> [What is expected]: Can you give back, word for word, every line of the records from the line containing "Where can you see the sandy" up to and including the final line of the records?

┌─ Stored data

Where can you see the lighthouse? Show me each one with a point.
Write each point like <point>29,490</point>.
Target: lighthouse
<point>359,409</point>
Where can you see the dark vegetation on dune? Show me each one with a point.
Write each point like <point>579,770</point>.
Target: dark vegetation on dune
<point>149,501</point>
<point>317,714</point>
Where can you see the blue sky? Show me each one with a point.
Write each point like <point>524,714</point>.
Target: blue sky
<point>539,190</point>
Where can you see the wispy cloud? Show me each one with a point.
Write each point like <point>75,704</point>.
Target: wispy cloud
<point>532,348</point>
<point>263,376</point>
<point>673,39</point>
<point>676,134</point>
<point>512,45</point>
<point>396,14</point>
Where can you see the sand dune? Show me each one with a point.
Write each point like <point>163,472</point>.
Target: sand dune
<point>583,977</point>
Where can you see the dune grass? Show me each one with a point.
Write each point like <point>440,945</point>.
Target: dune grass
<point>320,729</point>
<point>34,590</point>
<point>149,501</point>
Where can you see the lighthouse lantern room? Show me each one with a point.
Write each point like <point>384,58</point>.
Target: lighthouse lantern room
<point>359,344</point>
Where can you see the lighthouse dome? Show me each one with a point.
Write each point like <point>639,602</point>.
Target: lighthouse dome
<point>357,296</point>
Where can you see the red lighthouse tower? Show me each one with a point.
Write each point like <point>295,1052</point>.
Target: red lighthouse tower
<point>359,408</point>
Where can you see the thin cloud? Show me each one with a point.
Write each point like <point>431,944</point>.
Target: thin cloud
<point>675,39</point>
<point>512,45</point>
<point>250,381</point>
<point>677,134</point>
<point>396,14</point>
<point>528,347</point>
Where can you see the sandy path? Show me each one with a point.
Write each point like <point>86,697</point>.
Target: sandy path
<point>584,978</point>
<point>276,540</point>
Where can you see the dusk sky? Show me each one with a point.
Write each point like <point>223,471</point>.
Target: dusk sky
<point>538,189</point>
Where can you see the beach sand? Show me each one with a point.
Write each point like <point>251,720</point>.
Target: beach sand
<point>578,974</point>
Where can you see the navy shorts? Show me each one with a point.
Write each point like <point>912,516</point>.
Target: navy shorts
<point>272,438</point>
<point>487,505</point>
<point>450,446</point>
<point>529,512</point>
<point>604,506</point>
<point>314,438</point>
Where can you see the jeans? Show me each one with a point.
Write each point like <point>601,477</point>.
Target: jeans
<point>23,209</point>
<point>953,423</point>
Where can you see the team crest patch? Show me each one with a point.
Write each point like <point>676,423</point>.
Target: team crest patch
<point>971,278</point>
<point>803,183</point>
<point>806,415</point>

└─

> [Solution to this problem]:
Where can you see the sandy path? Show me each one with a point.
Write each point like <point>86,697</point>.
Target: sandy path
<point>584,978</point>
<point>276,540</point>
Where can you see the dusk sky? Show me each one with a point.
Write each point like <point>223,471</point>.
Target: dusk sky
<point>538,189</point>
Where can you see the beach sand? Show me each one with a point.
Write each point like <point>251,720</point>.
Target: beach sand
<point>578,974</point>
Where can you see the navy shorts? Show me each one with a point.
Write each point like <point>912,516</point>.
Target: navy shorts
<point>272,438</point>
<point>487,505</point>
<point>450,446</point>
<point>529,512</point>
<point>604,506</point>
<point>314,438</point>
Where can you see the jeans? Show me each one with a point.
Write each point like <point>601,477</point>.
Target: jeans
<point>23,209</point>
<point>953,423</point>
Where can you see the team crest patch? Show me each one with a point.
Write each point like <point>676,423</point>.
Target: team crest patch
<point>971,278</point>
<point>803,183</point>
<point>806,415</point>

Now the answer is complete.